Instructions to follow ::
Check each line of the material below for "fireplace" and copy those where it appears.

Data for analysis ::
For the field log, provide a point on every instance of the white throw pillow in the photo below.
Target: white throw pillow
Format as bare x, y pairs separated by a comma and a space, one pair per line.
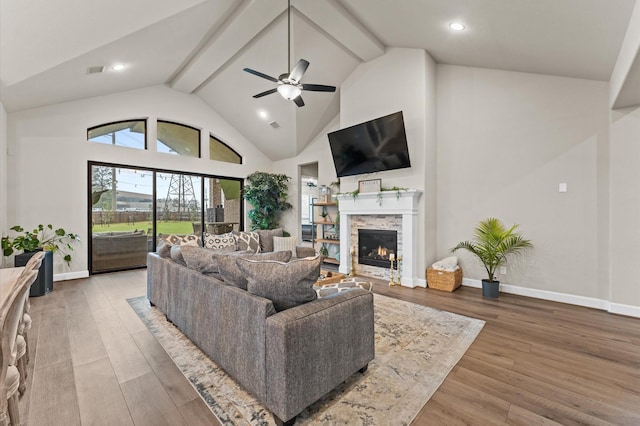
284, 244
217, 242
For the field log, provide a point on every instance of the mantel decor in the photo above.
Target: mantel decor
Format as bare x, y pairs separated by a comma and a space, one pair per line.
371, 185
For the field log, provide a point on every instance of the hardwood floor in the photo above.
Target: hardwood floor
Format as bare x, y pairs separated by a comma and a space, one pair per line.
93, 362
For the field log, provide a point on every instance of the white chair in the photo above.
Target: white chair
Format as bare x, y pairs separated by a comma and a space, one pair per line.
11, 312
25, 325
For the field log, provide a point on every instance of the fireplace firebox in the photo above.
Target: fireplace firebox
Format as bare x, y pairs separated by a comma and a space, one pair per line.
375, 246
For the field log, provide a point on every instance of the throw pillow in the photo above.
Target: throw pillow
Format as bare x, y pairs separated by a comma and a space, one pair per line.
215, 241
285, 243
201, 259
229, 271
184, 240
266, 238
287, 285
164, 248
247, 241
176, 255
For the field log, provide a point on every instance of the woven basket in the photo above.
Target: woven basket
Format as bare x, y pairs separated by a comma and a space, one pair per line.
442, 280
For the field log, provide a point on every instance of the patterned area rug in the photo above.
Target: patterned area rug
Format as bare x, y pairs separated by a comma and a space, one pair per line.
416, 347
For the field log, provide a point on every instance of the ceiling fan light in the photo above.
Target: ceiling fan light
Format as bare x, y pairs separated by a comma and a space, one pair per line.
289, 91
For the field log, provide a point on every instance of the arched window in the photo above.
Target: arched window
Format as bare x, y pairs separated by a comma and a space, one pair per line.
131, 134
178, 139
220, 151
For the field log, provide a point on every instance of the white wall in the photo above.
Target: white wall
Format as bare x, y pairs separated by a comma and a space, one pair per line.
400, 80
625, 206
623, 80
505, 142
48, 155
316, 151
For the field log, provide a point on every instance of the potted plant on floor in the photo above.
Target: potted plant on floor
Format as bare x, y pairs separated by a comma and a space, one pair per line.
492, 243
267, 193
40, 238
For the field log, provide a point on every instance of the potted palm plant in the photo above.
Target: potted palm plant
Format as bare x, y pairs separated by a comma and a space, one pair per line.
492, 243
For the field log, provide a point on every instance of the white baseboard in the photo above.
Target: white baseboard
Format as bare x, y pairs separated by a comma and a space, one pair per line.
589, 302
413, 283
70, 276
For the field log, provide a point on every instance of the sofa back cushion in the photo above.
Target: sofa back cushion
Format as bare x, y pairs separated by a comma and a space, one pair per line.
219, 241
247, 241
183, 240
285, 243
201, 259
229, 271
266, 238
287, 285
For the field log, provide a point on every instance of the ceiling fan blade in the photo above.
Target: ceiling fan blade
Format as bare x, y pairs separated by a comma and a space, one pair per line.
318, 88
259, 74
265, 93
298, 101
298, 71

Task answer ::
For the field log, provide a point on every instance of the fireplace firebox in the photo above.
Target: fireplace firebox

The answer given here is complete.